If an entry below contains an image, drop the image and retype the rest exactly.
[Records shown — start]
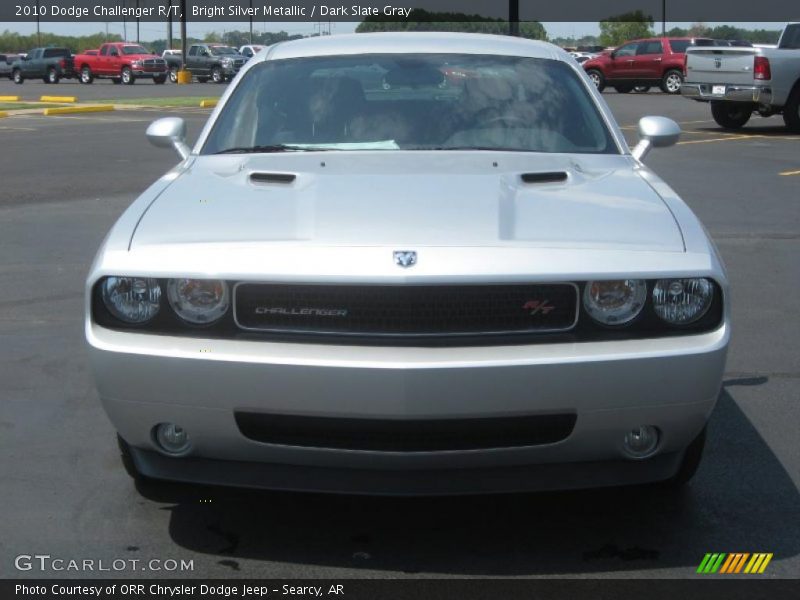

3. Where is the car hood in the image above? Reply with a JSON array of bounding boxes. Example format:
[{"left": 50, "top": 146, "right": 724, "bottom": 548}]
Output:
[{"left": 131, "top": 152, "right": 684, "bottom": 252}]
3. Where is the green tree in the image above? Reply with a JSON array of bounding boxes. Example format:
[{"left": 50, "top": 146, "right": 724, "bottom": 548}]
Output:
[{"left": 598, "top": 11, "right": 654, "bottom": 47}]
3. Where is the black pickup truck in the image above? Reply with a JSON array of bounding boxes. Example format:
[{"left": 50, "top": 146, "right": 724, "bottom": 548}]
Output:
[
  {"left": 11, "top": 47, "right": 75, "bottom": 84},
  {"left": 185, "top": 44, "right": 245, "bottom": 83}
]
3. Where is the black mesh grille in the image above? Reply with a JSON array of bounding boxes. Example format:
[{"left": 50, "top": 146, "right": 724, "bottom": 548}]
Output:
[
  {"left": 234, "top": 283, "right": 577, "bottom": 338},
  {"left": 235, "top": 412, "right": 577, "bottom": 452}
]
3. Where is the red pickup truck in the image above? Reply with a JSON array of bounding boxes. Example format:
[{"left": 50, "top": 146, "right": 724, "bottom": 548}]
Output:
[
  {"left": 74, "top": 43, "right": 168, "bottom": 85},
  {"left": 582, "top": 37, "right": 701, "bottom": 94}
]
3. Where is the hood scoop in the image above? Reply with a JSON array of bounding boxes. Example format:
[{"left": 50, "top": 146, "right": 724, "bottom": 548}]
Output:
[
  {"left": 520, "top": 171, "right": 568, "bottom": 184},
  {"left": 250, "top": 172, "right": 296, "bottom": 185}
]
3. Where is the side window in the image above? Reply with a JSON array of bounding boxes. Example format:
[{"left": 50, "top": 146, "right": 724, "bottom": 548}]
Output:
[
  {"left": 637, "top": 41, "right": 663, "bottom": 55},
  {"left": 189, "top": 46, "right": 199, "bottom": 57},
  {"left": 668, "top": 40, "right": 690, "bottom": 53},
  {"left": 780, "top": 24, "right": 800, "bottom": 49},
  {"left": 100, "top": 45, "right": 108, "bottom": 56},
  {"left": 615, "top": 43, "right": 638, "bottom": 57},
  {"left": 243, "top": 48, "right": 252, "bottom": 57},
  {"left": 109, "top": 46, "right": 119, "bottom": 57}
]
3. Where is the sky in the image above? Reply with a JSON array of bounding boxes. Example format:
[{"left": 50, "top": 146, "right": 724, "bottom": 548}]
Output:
[Records shown — finish]
> [Exercise solution]:
3. Where is the car hood in the image above? Reply with a JSON array of bounding boxes. Example format:
[{"left": 50, "top": 146, "right": 724, "bottom": 548}]
Output:
[{"left": 131, "top": 152, "right": 684, "bottom": 252}]
3. Where is the green tree in the image above? Reply with a JSON array of bounding boxes. Example format:
[{"left": 50, "top": 146, "right": 724, "bottom": 548}]
Output:
[{"left": 598, "top": 11, "right": 654, "bottom": 47}]
3. Where is the black pickup truck in the image above? Reply with a JSON array of bounding boxes. Example format:
[{"left": 50, "top": 146, "right": 724, "bottom": 548}]
Output:
[
  {"left": 11, "top": 47, "right": 75, "bottom": 84},
  {"left": 185, "top": 44, "right": 245, "bottom": 83}
]
3. Where is the black mesh grille in the image above? Reply with a JSON array of bounding boxes. Example format:
[{"left": 50, "top": 146, "right": 724, "bottom": 548}]
Output:
[
  {"left": 234, "top": 283, "right": 577, "bottom": 338},
  {"left": 235, "top": 412, "right": 577, "bottom": 452}
]
3. Where is the red pickup truck in the image above? Reply with a JSON array of bounding boxes. Example format:
[{"left": 50, "top": 146, "right": 724, "bottom": 548}]
Output:
[
  {"left": 74, "top": 43, "right": 168, "bottom": 85},
  {"left": 582, "top": 37, "right": 701, "bottom": 94}
]
3. Where is the hood scoop in the image above? Reply with a JSON array of bounding boxes. Example format:
[{"left": 50, "top": 146, "right": 724, "bottom": 548}]
Output:
[
  {"left": 520, "top": 171, "right": 568, "bottom": 184},
  {"left": 250, "top": 172, "right": 296, "bottom": 185}
]
3. Where is the side window in the image above? Reply with a JSON array of bounding boxes. Example format:
[{"left": 50, "top": 146, "right": 724, "bottom": 548}]
Output:
[
  {"left": 637, "top": 41, "right": 663, "bottom": 55},
  {"left": 189, "top": 46, "right": 199, "bottom": 57},
  {"left": 668, "top": 40, "right": 690, "bottom": 53},
  {"left": 780, "top": 24, "right": 800, "bottom": 49},
  {"left": 100, "top": 45, "right": 108, "bottom": 56},
  {"left": 615, "top": 43, "right": 638, "bottom": 57},
  {"left": 243, "top": 48, "right": 252, "bottom": 57},
  {"left": 109, "top": 46, "right": 119, "bottom": 57}
]
3. Where is the sky in the image above? Reply with a JSON array of bounding boxes. Example format:
[{"left": 50, "top": 146, "right": 724, "bottom": 548}]
Output:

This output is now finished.